*Set task 1:* Decide whether each statement agrees with the passage on Soviet-built apartment neighborhoods, answering yes or no and quoting the deciding words of that passage exactly. (a) Kokins places the problem in the buildings themselves. (b) Lediņš made his film in 1988. (c) Kokins finds that bright geometrical designs on the facades help.
*Set task 2:* Please find every line of the records that contains the word "wall" and copy each one out.

*Selected extract:*
Neighborhoods made up of soviet-built block-apartment buildings are one of the first to be referred to when talking about “ugly”, “impersonal” and “cold” architecture. ARHIDEA architect Toms Kokins has an opinion on that, as he told Arterritory.com: “In terms of the buildings themselves, everything is alright. The problem lies in what is going on between them. When we're inside our flats, we don't think of what the building looks like, or what we look like – we have curtains, we walk around in our underwear, and we're warm. The problem arises when we approach the buildings; the problem is in the buildings' immediate surroundings – this is a zone that we don't perceive as a living space, but rather as a transit zone – full of discomfort and potentially dangerous. In the best scenario, there's a free parking lot – in which side mirrors get stolen anyway. Correspondingly, negative emotions are projected onto the building's appearance, and along with this comes the associated “soviet” life experience.”
Photograph by Ieva Epnere. From the cycle Mirorajons (Pļavnieki), 2007
Kokins sees the answer in precise identification of the cause of this negativity: “Hardijs Lediņš, who had a degree in architecture, made a cinematic examination in 1988, titled “Cilvēks dzīvojamā vidē (Man in His Living Environment)”, in which he pointed out one of the fundamental problems in the construction of these neighborhoods – the forecourts of these buildings are like a stage, with a potential audience of 100. This is a situation that most people tend to avoid in their daily lives. The negative emotions in these forecourts have to be eradicated and replaced with a pleasant and unforced experience. Bright, geometrical designs on the facades don't help; you have to start with the foundation that is underfoot. You have to create a reason for people to spend time in the forecourt, to meet with one another and feel free. What are the opportunities for children to play hide-and-seek in the courtyards surrounding these block-apartments? To barbeque sausages or play chess? Opportunities must be provided. An important part here must be played by architects, urban planners, environmental designers, and the leaders of facilities' management and their ability to speak to the co-ops and inhabitants of the buildings,” says Kokins.

*Material supplied:*
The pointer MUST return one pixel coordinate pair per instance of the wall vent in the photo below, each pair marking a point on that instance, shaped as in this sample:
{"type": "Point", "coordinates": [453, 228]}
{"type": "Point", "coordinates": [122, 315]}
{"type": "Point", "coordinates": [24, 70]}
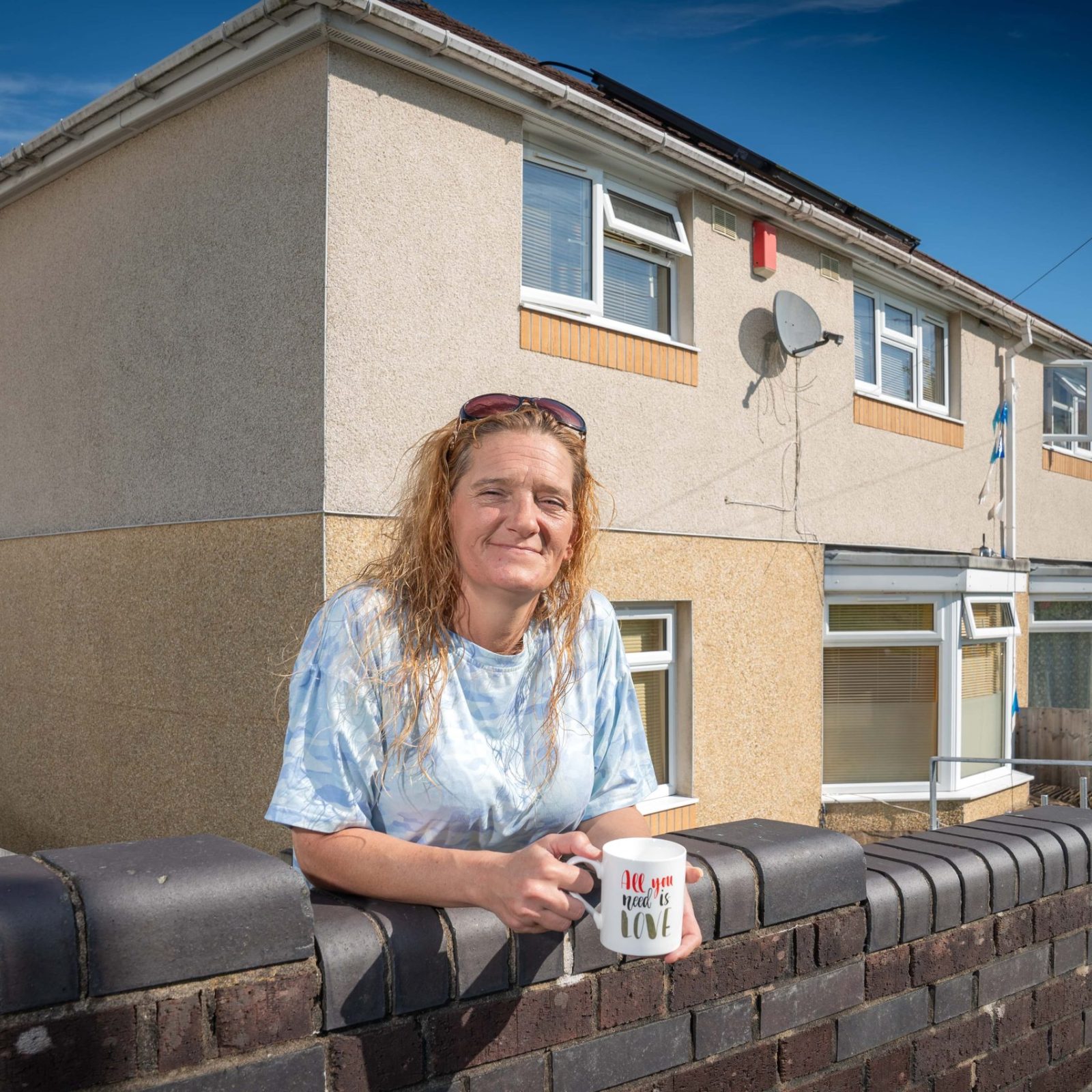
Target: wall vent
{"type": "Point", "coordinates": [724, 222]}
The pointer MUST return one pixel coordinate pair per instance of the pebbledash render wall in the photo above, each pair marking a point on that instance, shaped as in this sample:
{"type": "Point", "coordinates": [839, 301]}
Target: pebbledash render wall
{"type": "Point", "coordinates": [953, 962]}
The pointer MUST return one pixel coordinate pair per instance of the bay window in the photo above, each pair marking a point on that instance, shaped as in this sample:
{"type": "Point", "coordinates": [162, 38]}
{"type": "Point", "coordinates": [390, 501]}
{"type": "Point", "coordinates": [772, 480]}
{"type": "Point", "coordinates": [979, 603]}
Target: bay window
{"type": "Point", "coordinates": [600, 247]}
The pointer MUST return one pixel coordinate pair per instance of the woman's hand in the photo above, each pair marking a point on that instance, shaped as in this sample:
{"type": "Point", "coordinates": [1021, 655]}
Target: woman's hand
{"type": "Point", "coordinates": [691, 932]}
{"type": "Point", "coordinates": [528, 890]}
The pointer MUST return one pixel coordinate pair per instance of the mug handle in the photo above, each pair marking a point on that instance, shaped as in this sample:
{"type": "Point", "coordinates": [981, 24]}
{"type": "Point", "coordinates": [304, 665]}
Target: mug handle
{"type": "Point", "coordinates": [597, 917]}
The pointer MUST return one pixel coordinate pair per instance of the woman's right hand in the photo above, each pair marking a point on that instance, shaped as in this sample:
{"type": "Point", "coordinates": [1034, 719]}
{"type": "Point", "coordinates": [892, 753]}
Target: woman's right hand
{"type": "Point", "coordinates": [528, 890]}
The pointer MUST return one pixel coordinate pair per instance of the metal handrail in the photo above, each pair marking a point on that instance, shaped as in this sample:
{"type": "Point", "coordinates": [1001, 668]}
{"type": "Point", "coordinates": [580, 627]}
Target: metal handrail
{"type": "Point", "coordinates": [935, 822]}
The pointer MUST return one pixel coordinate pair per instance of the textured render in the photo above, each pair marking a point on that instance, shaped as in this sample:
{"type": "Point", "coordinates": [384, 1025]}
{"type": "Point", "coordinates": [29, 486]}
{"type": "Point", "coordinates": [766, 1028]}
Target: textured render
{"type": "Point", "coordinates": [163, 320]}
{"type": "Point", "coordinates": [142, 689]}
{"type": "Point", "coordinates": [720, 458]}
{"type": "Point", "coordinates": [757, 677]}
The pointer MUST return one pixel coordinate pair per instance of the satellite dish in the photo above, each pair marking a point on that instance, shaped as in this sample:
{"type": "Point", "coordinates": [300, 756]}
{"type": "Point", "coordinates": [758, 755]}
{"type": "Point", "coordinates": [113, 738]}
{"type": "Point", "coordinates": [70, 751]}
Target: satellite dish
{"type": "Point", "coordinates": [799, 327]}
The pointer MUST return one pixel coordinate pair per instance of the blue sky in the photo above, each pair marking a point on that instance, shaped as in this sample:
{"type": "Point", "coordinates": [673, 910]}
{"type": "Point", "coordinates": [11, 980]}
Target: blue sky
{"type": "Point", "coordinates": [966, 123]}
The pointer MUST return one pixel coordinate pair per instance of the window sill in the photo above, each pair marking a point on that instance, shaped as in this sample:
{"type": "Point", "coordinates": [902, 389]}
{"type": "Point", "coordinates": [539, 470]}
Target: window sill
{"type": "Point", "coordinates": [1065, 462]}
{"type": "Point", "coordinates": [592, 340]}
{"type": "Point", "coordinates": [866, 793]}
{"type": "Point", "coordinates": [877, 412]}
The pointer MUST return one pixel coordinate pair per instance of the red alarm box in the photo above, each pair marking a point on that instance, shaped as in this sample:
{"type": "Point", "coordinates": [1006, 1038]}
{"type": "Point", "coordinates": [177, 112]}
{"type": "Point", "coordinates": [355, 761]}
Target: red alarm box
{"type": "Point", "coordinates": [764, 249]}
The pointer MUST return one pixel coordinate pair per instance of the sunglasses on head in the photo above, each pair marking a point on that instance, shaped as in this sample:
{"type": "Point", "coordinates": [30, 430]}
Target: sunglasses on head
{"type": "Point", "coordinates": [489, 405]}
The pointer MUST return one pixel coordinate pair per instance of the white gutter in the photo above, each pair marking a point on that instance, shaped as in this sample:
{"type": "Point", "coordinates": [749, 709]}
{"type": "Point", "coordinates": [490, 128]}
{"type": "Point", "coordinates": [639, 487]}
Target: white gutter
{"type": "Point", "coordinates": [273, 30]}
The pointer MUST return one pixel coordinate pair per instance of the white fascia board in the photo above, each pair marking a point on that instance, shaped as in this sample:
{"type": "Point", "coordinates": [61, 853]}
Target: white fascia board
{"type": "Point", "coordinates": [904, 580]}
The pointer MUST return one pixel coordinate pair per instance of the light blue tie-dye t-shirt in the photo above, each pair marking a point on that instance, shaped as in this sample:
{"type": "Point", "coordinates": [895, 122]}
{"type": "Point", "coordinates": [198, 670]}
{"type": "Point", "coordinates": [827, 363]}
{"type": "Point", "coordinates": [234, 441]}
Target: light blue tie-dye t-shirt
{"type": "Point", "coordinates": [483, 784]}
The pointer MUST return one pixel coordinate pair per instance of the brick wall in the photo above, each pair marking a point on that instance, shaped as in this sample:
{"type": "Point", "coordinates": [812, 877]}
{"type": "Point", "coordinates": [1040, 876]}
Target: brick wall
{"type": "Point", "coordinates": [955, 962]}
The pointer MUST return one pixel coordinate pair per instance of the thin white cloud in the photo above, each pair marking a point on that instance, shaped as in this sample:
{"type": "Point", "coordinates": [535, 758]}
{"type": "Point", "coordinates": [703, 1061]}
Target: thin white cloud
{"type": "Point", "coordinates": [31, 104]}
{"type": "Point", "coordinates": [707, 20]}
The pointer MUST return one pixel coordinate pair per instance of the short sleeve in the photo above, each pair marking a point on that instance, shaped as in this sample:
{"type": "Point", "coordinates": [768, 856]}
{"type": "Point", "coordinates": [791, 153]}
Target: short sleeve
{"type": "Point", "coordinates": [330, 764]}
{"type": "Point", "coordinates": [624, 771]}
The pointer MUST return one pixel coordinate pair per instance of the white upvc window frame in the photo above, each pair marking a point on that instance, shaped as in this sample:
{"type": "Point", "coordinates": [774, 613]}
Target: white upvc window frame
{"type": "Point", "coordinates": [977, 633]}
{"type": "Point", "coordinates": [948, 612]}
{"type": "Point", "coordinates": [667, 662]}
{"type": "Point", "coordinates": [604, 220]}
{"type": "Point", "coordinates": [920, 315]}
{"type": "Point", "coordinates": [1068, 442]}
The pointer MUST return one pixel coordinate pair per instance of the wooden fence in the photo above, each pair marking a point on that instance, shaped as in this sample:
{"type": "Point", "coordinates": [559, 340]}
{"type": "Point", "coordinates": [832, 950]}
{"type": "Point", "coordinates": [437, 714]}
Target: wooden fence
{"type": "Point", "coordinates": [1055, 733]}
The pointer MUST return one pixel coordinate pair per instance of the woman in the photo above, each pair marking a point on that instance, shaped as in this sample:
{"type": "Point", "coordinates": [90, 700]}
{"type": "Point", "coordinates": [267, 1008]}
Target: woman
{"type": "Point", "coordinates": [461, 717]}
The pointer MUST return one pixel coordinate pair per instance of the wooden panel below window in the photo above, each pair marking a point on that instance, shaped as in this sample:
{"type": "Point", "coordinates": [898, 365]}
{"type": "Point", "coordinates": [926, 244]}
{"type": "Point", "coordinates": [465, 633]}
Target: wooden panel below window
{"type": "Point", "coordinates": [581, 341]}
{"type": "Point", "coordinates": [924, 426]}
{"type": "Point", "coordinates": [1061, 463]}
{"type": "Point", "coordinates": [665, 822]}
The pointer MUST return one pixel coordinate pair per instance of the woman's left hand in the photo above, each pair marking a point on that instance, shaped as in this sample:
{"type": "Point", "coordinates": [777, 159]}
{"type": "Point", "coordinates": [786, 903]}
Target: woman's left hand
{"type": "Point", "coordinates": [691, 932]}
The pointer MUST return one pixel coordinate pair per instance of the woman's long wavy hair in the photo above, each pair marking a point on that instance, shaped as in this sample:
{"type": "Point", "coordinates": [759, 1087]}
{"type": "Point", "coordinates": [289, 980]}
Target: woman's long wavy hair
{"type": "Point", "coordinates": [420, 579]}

*Exercise result 1:*
(a) No: "In terms of the buildings themselves, everything is alright."
(b) Yes: "made a cinematic examination in 1988"
(c) No: "Bright, geometrical designs on the facades don't help"

*Exercise result 2:*
The pointer MUST return one pixel coordinate pair per instance of the wall vent in the photo below, each pair marking a point on that instance, shaped as in this sample:
Target: wall vent
The pointer MUST return one pixel coordinate pair per instance of the pebbledash render wall in the photo above, each pair marking a point on that instance, shaped as in this sample:
Target: pebbledash render wall
The pointer MUST return one pixel coordinate pair per instance of the brick wall in the photo above, each pair marking a point on that instance, shaped as in this sample:
Target: brick wall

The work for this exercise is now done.